**EXERCISE TASK 1:**
Answer these questions about the article on Alibaba's investments in India:
(a) What fund did Alibaba launch in April, and how large was it?
(b) To which company did Naspers sell its entire stake in MakeMyTrip?
(c) According to Tracxn, how much did Indian startups receive from Chinese VCs in 2018?
** start DOCUMENT **
Alibaba has been one of the pioneers to invest in Indian startups such as online grocer BigBasket, fintech firm Paytm and its e-commerce arm Paytm Mall, erstwhile unicorn Snapdeal, food delivery company Zomato, among many others. However, what is worrying the Jack Ma-led company is the lack of any exit and poor performance of a few of its portfolio companies such as Snapdeal and Paytm Mall that are fast losing market share to their competitors Flipkart and Amazon.

“They are not seeing the kind of opportunities in India within Alibaba’s ecosystem that will really compel them to invest. So, while they also have to work to get some exits, they would rather wait it out and not invest, rather than make risky investments,” said a senior investment banker who has worked on past deals with Alibaba.

In comparison, Alibaba’s peers have done well as far as exits are concerned, and are now looking to further increase their affair in India.

While Tencent exited from its Flipkart investment in 2016 post Walmart’s USD 16 billion acquisition—biggest in the e-commerce space—South African technology giant Naspers sold its entire stake in the Indian OTA MakeMyTrip to Chinese travel company Ctrip earlier this year.

As the Japanese internet behemoth SoftBank launched its second Vision Fund of 100-billion-dollars, it said it is set to invest USD 2-4 billion in Indian startups by 2021. Most of the foreign funds are also expanding their team size in India and setting up local offices to be closer to the deals. Beijing-based VC fund Fosun RZ Capital is increasing its team in India as it looks for local analysts to help it with its hunt for startups with the potential to become the next unicorn.

Before deciding to put a pause on India investments, Alibaba was considering to put smaller bets in early-stage companies instead of writing big cheques. In April this year, it launched a USD 100 million fund BAce Capital—backed by its fintech arm Ant Financial—to invest in Series A and B round. It made its first investment in India with a USD 8 million round in Bengaluru-based Healofy, a digital platform for pregnancy and parenting tips.

According to a report by analytics firm Tracxn, Indian startups received USD 5.6 billion from Chinese VCs in 2018.
** end DOCUMENT **
** start SOURCE DATA **
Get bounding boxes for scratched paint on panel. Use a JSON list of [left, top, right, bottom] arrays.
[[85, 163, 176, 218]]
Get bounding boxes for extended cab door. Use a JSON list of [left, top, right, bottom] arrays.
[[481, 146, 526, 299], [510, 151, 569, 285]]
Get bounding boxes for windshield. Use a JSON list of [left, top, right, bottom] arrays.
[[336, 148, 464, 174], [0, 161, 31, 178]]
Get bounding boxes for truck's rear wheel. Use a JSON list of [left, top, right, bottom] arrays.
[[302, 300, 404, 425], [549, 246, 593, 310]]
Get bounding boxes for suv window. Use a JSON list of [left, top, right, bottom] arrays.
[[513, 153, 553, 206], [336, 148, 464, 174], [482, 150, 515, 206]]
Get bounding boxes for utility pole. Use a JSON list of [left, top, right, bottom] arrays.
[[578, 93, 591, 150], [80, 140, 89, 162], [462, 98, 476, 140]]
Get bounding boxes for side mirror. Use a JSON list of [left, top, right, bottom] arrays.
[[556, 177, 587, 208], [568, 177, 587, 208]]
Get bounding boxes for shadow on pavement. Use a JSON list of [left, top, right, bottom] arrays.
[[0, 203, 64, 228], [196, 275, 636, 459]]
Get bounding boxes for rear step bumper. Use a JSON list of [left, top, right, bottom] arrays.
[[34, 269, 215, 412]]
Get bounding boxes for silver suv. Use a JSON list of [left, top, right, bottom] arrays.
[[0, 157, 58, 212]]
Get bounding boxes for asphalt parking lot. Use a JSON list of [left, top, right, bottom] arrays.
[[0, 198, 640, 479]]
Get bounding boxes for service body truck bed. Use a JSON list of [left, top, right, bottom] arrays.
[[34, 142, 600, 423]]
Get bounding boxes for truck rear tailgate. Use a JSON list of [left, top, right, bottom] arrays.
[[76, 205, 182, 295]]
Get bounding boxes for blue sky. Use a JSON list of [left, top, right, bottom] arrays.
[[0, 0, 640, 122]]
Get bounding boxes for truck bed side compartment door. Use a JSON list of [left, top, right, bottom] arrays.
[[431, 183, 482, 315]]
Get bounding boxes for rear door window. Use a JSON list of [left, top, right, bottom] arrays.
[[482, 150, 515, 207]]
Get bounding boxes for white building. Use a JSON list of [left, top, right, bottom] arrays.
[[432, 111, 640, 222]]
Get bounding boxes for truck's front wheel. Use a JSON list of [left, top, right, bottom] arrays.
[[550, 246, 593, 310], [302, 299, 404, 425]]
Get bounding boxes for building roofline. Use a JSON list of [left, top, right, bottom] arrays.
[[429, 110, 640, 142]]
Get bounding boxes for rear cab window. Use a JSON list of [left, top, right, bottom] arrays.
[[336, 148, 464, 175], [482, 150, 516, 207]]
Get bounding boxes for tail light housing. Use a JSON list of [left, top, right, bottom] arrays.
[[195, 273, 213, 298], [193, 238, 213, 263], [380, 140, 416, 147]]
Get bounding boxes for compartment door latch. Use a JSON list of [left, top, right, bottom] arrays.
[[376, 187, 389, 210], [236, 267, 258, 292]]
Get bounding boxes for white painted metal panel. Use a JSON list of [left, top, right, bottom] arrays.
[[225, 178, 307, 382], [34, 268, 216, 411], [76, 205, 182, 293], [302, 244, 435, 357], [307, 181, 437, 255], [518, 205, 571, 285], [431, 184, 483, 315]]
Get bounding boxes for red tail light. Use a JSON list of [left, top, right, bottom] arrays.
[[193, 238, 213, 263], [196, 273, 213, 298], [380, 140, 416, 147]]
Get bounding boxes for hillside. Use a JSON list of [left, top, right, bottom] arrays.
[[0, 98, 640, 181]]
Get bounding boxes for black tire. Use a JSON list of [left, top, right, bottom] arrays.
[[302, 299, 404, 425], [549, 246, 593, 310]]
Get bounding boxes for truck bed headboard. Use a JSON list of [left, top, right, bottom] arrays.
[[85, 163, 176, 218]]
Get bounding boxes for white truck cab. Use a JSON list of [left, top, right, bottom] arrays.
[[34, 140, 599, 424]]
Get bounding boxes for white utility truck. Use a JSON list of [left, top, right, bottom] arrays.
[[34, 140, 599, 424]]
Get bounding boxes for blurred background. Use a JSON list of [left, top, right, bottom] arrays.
** end SOURCE DATA **
**EXERCISE TASK 2:** Turn the records from the line containing "Get bounding boxes for silver" through the line containing "[[34, 142, 600, 423]]" into a two-column CSV with the columns request and boxes, one row per record. Put each value in its own quoted field and replace any line breaks with spaces.

**COMPLETE OUTPUT 1:**
(a) BAce Capital, a USD 100 million fund
(b) Ctrip
(c) USD 5.6 billion

**COMPLETE OUTPUT 2:**
request,boxes
"Get bounding boxes for silver suv. Use a JSON list of [left, top, right, bottom] arrays.","[[0, 157, 58, 212]]"
"Get bounding boxes for asphalt parking lot. Use a JSON list of [left, top, right, bottom] arrays.","[[0, 198, 640, 479]]"
"Get bounding boxes for service body truck bed. Use a JSON list of [left, top, right, bottom] arrays.","[[34, 142, 600, 423]]"